DOCUMENT SECTION:
-- BEGIN --

We ran our boundary element models using the pressure acoustics, boundary elements module in COMSOL. All models were run in the frequency domain and assumed steady-state behavior. The Helmholtz equation does not take attenuation due to damping into account, which can become an issue at distances far from the source. However, at frequencies >500 Hz, attenuation due to damping is only about 2 dB per kilometer (26), so we considered this effect to be negligible over the distances of interest for this study (0.2 – 1m).
Model geometry, forcing, and boundary conditions
Wings in the boundary element model were modeled the same way as in the finite element model (SI 2), with no material properties and one-way coupling between the wings and sound fields. Wings were positioned perpendicular to the top surface of the ground, with the flat surfaces of the wings aligned with the short axis of the ground. The wings were centered with respect to ground. The wings were placed above the ground at either 0 m, or 1 m. The same time- and space-averaged velocity was applied as above, and the same set of wing surface areas were used. The ground was modeled as a rectangular slab, 0.5 m wide, 2 m long, and 0.10 m thick. A sound-hard boundary was applied to the bottom surface of the ground slab. Because we were interested in spatially-explicit measures of efficiency as sound propagates across ground, we did not use symmetry conditions to create this model. However, because the sound fields should be symmetric on either side of the wings, we only measured the sound field on one side.
Model Parameters
We used a restricted frequency range for the boundary element models, ranging from of 0.5 – 10 kHz, in increments of 0.25 kHz. We chose 10 kHz as the cutoff because very few of our measured animals call above this frequency, and those that do were Eneopterine species who were likely using a vibrational mode inconsistent with the piston mode that we have implemented (29). High frequency (> 10 kHz) callers were included in the finite element models to give a general sense of where they might fit in with the other animals, but in reality no animals occupy this space in the landscape and all analyses explicitly comparing species exclude them.
To model how a real ground interacts with sound, we applied an acoustic impedance to our modeled ground. Acoustic impedance quantitatively describes how much sound energy is dissipated by the ground, compared to the energy reflected. We used the Attenborough slit-pore model to implement ground impedance. This model uses three parameters to capture both dissipative and reflective properties: flow resistivity, pore density, and porous layer depth. We modeled two different types of ground, a “soft” ground (flow resistivity: 2000 kPa×s/m2, porosity: 0.6) which is less reflective and a “hard” ground (flow resistivity: 9 kPa×s/m2, porosity: 0.4), which is more dissipative. Porous layer depth was held constant for both treatments, at 0.04 m. Both ground parameters were taken from empirical measurements of a “soft” freshly-tilled field and a “hard” forest floor (49).
Sound propagation efficiency definition
In the finite element models, we calculated a volumetric average of absolute pressure within the acoustic domain. However, such a measure would not be appropriate to assess propagation efficiency, as the sound waves’ interactions with the ground would accumulate as distance from the source increases. Therefore, we calculated SREt in a spatially-explicit manner. We measured absolute pressure at 50 points along a 1m long line parallel to the long axis of the ground, at the same height as the wings. The line originated at the center between the two elliptical ‘wings’. We divided this line into “near” and “far” from the caller: near = 0.05 – 0.2 m from wings, far = 0.8 – 0.9 m from wings. Efficiency was calculated as before, by dividing sound pressure level (Pa) by 0.13 m/s, the space and time averaged velocity applied to the wings. We also created an additional boundary element model with no ground, to allow for direct comparisons between ground and no ground and to sanity check the boundary element method compared with the previous finite element models.

-- END --

DATA LINES:
-- BEGIN --

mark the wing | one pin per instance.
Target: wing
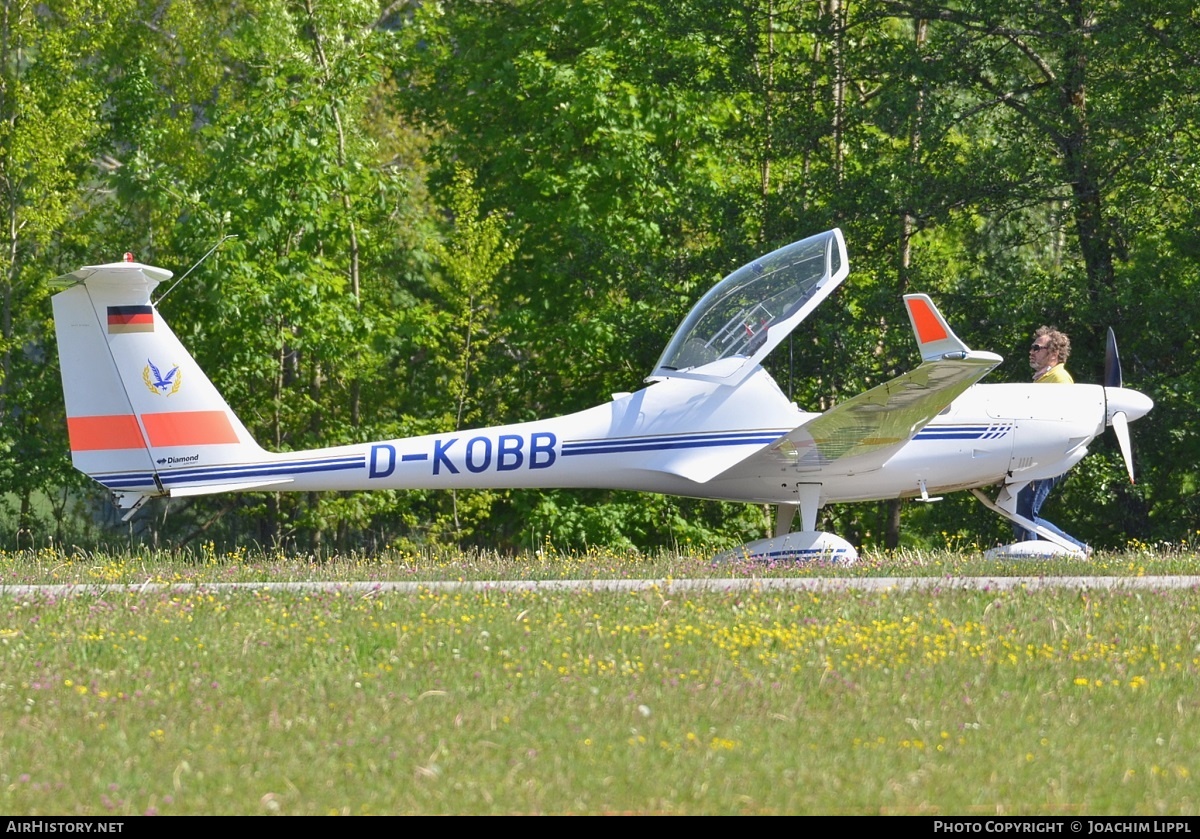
(863, 432)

-- END --

GOAL: Write out the passage on boundary element sound modeling word for word, from "Model Parameters" up to and including "species exclude them.".

THE RESULT:
Model Parameters
We used a restricted frequency range for the boundary element models, ranging from of 0.5 – 10 kHz, in increments of 0.25 kHz. We chose 10 kHz as the cutoff because very few of our measured animals call above this frequency, and those that do were Eneopterine species who were likely using a vibrational mode inconsistent with the piston mode that we have implemented (29). High frequency (> 10 kHz) callers were included in the finite element models to give a general sense of where they might fit in with the other animals, but in reality no animals occupy this space in the landscape and all analyses explicitly comparing species exclude them.